> [What this task involves]: Your answer should be only the lines below from the one with "Target: black leggings" to the one with "the man with", repeated exactly, ends included.

[Saved entries]
+--
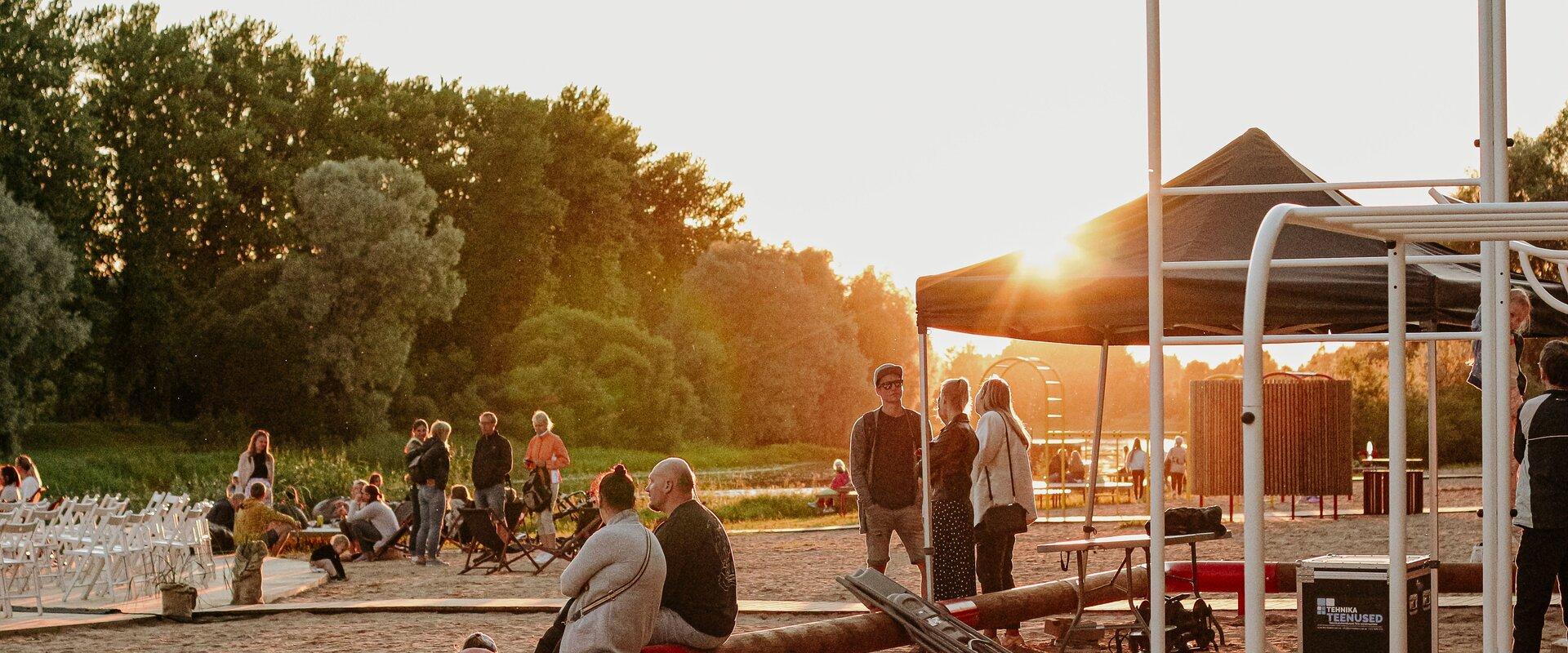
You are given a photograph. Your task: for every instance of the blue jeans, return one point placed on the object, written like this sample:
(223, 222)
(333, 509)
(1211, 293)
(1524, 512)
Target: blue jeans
(431, 508)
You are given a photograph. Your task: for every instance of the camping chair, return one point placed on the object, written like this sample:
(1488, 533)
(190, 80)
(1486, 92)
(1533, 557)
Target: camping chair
(587, 518)
(487, 549)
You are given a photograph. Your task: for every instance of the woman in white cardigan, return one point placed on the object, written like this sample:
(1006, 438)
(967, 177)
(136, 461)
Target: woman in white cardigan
(1000, 475)
(617, 580)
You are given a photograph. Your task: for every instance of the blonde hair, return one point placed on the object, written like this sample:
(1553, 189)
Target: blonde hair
(956, 395)
(996, 397)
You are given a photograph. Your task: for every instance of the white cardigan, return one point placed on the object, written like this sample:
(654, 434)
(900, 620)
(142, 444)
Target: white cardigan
(993, 484)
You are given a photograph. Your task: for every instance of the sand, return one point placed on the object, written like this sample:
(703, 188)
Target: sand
(794, 566)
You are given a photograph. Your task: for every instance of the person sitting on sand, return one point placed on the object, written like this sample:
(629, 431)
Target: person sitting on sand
(617, 576)
(836, 489)
(328, 557)
(1540, 445)
(256, 520)
(372, 525)
(698, 605)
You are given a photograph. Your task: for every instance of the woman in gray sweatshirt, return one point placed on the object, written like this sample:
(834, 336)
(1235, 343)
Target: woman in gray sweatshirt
(617, 578)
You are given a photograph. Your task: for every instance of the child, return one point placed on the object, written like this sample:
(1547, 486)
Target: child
(840, 486)
(327, 557)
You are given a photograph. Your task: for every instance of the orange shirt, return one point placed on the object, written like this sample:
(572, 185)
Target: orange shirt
(546, 443)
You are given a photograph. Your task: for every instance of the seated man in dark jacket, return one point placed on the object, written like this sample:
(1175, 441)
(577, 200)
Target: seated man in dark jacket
(698, 606)
(1542, 499)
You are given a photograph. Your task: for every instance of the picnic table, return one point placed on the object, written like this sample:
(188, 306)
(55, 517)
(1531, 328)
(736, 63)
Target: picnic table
(1079, 550)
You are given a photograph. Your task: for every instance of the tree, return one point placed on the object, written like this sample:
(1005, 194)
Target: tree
(37, 326)
(883, 320)
(322, 335)
(794, 359)
(604, 378)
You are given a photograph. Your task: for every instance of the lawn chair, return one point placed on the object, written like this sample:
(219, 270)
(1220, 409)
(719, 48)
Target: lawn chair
(487, 549)
(587, 518)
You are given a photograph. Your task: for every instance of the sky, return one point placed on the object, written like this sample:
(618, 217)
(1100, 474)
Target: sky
(918, 138)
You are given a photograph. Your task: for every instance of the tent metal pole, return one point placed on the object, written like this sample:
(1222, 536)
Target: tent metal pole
(1099, 428)
(1156, 274)
(1432, 467)
(927, 586)
(1490, 605)
(1397, 450)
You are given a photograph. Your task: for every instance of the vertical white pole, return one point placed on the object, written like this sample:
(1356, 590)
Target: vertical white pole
(929, 583)
(1397, 492)
(1432, 469)
(1499, 189)
(1099, 426)
(1156, 273)
(1490, 602)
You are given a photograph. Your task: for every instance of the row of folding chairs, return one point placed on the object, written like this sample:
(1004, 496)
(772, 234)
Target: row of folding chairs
(93, 544)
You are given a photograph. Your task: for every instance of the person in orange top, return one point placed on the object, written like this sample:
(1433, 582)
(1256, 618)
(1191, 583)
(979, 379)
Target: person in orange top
(548, 458)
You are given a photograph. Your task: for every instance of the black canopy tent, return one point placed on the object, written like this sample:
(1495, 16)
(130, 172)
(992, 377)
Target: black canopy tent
(1099, 295)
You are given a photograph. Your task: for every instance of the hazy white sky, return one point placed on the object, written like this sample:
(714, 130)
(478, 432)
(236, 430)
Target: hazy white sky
(921, 138)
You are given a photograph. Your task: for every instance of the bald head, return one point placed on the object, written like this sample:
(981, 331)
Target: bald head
(670, 484)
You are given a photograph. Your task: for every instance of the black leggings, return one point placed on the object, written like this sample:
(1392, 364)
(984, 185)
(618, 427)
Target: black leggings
(1542, 559)
(995, 564)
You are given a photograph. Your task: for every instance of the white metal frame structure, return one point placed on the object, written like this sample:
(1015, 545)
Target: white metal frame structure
(1493, 224)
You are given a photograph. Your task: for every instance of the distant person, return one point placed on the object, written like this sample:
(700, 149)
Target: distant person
(883, 448)
(952, 513)
(1176, 467)
(698, 605)
(10, 484)
(826, 500)
(546, 460)
(434, 465)
(372, 525)
(1078, 472)
(1137, 469)
(1542, 499)
(328, 557)
(255, 520)
(256, 460)
(292, 506)
(1000, 477)
(32, 482)
(491, 470)
(617, 578)
(416, 442)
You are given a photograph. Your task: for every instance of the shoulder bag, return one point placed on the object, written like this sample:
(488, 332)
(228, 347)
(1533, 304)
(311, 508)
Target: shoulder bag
(550, 641)
(1007, 518)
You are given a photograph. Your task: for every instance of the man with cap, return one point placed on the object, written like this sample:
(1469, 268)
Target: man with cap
(883, 464)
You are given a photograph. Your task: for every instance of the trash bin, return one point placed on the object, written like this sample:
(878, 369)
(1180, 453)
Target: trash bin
(1344, 603)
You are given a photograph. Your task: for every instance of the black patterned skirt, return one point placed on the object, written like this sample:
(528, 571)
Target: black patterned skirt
(952, 537)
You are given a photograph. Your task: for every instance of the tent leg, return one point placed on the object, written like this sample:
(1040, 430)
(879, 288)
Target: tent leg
(1099, 429)
(929, 586)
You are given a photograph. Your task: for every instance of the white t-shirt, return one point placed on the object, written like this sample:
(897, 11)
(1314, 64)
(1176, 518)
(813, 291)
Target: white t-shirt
(1137, 460)
(29, 487)
(381, 518)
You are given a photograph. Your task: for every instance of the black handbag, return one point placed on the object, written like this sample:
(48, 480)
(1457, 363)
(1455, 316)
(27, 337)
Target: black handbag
(1007, 518)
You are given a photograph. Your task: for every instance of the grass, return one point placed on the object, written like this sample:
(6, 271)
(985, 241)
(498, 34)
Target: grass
(137, 460)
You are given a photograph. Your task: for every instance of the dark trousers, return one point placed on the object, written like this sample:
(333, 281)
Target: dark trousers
(995, 564)
(1542, 559)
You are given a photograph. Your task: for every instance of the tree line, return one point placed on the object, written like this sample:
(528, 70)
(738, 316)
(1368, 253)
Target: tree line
(209, 221)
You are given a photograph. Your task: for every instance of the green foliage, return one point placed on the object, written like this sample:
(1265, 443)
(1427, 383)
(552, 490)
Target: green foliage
(789, 342)
(604, 380)
(38, 329)
(322, 335)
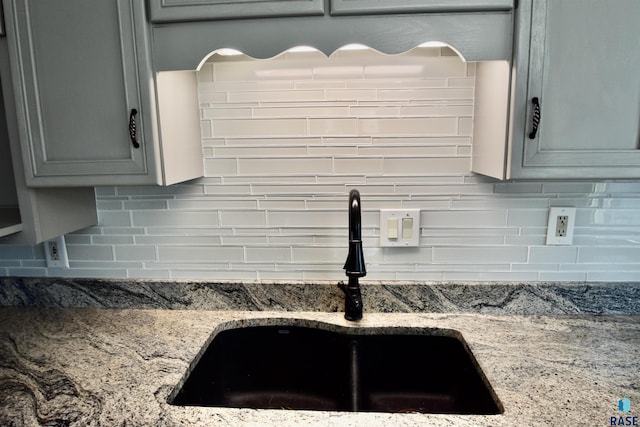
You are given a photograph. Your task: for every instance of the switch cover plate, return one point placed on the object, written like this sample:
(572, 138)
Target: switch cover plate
(407, 222)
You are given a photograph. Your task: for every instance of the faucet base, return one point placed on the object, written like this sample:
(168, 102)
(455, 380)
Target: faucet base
(353, 299)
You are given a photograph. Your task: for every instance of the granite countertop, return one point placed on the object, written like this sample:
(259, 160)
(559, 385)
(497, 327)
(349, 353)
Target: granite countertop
(96, 366)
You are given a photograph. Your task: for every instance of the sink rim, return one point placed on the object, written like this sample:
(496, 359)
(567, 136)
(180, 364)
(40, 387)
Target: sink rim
(357, 329)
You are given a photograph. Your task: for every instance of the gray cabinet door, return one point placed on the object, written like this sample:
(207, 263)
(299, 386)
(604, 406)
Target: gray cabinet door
(347, 7)
(75, 67)
(200, 10)
(583, 69)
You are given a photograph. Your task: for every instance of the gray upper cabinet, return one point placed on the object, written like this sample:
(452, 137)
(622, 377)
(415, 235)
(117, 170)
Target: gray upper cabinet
(583, 73)
(346, 7)
(200, 10)
(87, 101)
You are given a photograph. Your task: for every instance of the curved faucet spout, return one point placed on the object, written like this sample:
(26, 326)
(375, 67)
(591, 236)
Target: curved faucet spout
(354, 266)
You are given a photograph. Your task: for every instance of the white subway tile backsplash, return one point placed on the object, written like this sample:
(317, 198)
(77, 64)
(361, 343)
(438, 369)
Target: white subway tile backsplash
(285, 140)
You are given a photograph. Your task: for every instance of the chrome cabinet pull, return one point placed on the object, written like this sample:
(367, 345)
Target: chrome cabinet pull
(132, 128)
(535, 117)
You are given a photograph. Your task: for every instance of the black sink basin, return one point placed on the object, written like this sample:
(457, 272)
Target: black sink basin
(294, 367)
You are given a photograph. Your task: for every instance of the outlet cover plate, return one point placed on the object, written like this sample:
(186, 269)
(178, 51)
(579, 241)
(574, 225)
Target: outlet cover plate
(55, 251)
(552, 237)
(413, 215)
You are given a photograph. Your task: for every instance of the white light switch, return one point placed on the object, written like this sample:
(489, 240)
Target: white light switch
(399, 227)
(392, 231)
(407, 228)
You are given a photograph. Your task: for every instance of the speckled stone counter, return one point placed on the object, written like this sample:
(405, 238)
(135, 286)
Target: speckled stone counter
(379, 297)
(118, 366)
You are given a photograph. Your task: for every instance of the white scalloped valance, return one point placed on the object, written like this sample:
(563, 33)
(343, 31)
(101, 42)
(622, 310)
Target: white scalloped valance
(476, 36)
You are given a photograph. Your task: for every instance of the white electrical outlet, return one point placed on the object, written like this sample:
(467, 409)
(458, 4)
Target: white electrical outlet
(55, 250)
(399, 227)
(560, 226)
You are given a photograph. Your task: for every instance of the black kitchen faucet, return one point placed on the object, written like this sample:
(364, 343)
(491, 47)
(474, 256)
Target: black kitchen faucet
(354, 266)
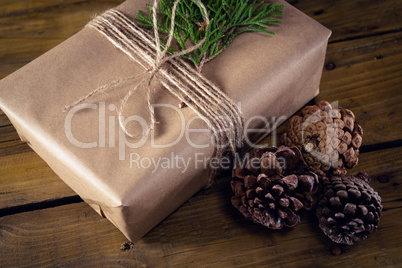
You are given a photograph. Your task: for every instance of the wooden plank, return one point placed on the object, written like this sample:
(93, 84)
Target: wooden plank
(367, 80)
(207, 230)
(375, 100)
(26, 32)
(370, 87)
(30, 28)
(354, 19)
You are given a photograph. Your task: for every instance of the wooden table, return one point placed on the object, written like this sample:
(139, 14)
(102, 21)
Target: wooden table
(44, 223)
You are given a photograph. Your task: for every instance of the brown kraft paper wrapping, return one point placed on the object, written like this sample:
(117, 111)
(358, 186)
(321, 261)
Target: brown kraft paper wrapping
(269, 76)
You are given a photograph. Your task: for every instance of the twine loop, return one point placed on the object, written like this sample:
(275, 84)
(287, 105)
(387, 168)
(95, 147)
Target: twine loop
(216, 109)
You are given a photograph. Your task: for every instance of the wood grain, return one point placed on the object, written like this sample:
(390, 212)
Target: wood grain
(373, 98)
(354, 19)
(207, 230)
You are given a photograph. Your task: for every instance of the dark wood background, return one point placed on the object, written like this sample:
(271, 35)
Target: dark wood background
(44, 223)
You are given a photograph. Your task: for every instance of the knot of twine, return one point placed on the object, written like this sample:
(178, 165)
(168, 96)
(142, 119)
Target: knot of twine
(216, 109)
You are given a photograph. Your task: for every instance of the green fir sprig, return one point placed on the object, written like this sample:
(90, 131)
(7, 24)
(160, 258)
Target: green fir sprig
(228, 18)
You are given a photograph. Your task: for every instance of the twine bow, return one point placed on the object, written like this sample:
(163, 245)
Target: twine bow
(216, 109)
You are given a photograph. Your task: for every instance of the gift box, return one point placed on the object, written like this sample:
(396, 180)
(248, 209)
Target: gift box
(137, 181)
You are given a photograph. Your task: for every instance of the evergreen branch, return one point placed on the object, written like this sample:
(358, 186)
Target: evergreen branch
(228, 18)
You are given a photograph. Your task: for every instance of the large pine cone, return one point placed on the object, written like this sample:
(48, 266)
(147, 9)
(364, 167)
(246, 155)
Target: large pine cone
(266, 190)
(329, 138)
(349, 209)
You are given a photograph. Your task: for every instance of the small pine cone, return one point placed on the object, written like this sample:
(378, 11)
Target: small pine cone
(328, 138)
(349, 209)
(266, 190)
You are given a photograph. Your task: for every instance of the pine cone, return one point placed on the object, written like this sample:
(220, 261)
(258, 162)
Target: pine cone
(266, 190)
(328, 138)
(349, 209)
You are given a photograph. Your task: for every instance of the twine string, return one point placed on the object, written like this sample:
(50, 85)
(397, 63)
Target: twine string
(216, 109)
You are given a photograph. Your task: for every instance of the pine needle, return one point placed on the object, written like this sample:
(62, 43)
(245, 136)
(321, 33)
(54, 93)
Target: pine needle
(228, 18)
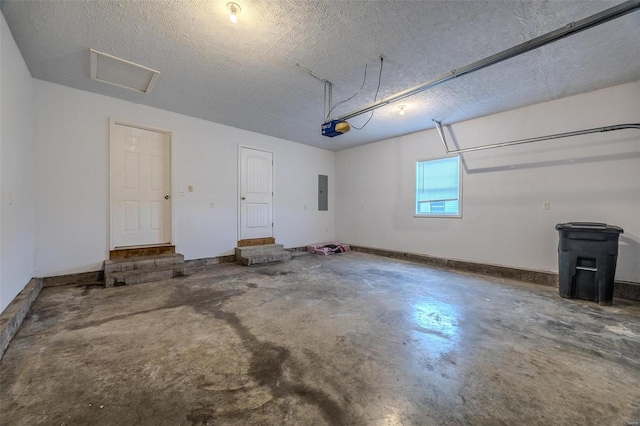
+--
> [Response]:
Target: black leggings
(1542, 559)
(995, 564)
You are given a photograph. Your task: for every instance of the white metal frame structure, return one point placed on the object, written like this sample:
(1015, 545)
Target: white metal frame structure
(1493, 224)
You are given a photograph. Your task: for every instance of the distant person, return one point placed on the object, written like this sample:
(700, 149)
Target: distant person
(883, 448)
(952, 513)
(1176, 467)
(698, 605)
(10, 484)
(826, 500)
(546, 460)
(434, 465)
(372, 525)
(1078, 472)
(1137, 469)
(1542, 499)
(328, 557)
(255, 520)
(256, 460)
(292, 506)
(1000, 477)
(32, 482)
(491, 470)
(617, 578)
(416, 442)
You are given a photograph. Your task: for every instance of the shoulder bag, return one point placed on the object, written like this sample:
(488, 332)
(228, 347)
(1533, 304)
(311, 508)
Target: shoulder bag
(550, 641)
(1007, 518)
You are given a photograph. Your task: for every instance of the man with cap, return one point placed on the object, written like this sample:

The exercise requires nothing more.